## begin Source

Medina House is a former Turkish bath on the seafront of Hove, Sussex, England. After falling into disuse it was squatted for several years. During this period Sirus Taghan, the then owner, agreed that the occupants could remain so long as the property was kept in the same condition as before occupation. The squatters were eventually evicted in September 2006, although the property was re-occupied for a week at the end of January 2007.

Taghan submitted several applications to demolish the building. However, these were all turned down by the council and also opposed by local residents. There was a fire in the building May 2013, and again in December 2014, after which the site became increasingly derelict. The novelist Polly Samson, the wife of Pink Floyd guitarist David Gilmour, purchased the building in 2015 and it was demolished with the plan to build a new home for herself and Gilmour on the site in 2018. The new building on the site was completed in 2021.

## end Source
## begin Supplied records

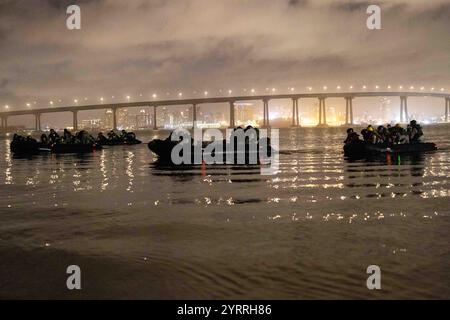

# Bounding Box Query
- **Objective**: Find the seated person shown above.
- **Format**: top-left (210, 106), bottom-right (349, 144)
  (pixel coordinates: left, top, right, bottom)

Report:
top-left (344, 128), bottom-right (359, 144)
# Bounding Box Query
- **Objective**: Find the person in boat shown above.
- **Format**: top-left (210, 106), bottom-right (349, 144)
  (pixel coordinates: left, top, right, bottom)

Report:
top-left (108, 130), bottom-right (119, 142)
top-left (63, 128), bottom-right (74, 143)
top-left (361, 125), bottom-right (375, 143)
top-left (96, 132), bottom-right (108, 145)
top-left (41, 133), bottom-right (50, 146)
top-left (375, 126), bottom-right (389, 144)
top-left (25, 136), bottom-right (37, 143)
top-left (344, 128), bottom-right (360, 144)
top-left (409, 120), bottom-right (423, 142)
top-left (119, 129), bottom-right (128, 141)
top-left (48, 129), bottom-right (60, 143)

## end Supplied records
## begin Supplied records

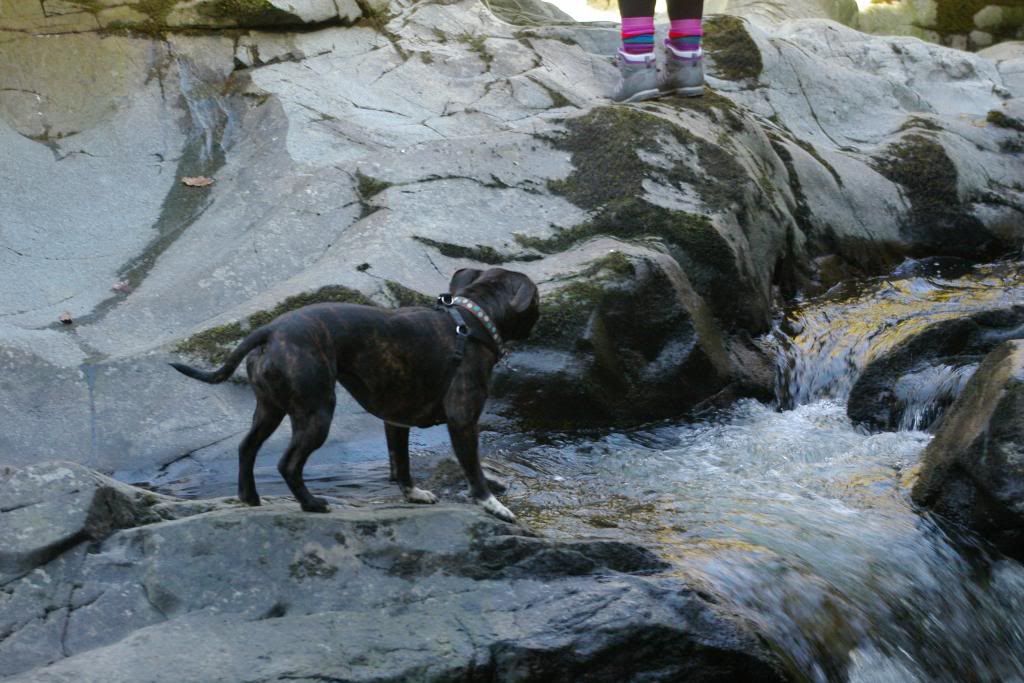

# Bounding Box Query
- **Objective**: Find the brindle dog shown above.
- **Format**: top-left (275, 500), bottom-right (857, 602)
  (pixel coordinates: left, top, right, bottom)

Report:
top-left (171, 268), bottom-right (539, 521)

## end Supplied records
## begin Supplied records

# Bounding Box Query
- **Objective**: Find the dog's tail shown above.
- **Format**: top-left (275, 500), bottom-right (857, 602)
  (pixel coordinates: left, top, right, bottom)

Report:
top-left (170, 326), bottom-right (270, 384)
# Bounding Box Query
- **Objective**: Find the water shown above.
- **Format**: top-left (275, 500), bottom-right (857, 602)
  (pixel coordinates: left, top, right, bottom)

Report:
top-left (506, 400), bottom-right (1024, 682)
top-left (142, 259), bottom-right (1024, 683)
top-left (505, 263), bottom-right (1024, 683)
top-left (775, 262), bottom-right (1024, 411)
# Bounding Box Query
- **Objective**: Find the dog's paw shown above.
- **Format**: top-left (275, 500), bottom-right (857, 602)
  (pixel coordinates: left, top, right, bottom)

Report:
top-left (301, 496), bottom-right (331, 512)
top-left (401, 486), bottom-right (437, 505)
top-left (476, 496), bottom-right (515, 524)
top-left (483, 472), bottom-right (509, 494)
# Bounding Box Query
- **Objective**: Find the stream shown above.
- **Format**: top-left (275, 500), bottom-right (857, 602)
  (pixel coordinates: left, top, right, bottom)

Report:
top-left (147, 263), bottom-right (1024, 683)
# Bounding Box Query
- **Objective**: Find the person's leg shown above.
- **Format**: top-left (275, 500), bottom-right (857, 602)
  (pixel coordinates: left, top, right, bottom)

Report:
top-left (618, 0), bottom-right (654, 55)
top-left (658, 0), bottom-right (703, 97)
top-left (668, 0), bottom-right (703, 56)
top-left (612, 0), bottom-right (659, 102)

## end Supplied records

Request: Please return the section of the Medina House passage word for word, starting with "Medina House is" and going on through "of January 2007.". The entries above come from a different source than the Medina House passage.

Task solution:
Medina House is a former Turkish bath on the seafront of Hove, Sussex, England. After falling into disuse it was squatted for several years. During this period Sirus Taghan, the then owner, agreed that the occupants could remain so long as the property was kept in the same condition as before occupation. The squatters were eventually evicted in September 2006, although the property was re-occupied for a week at the end of January 2007.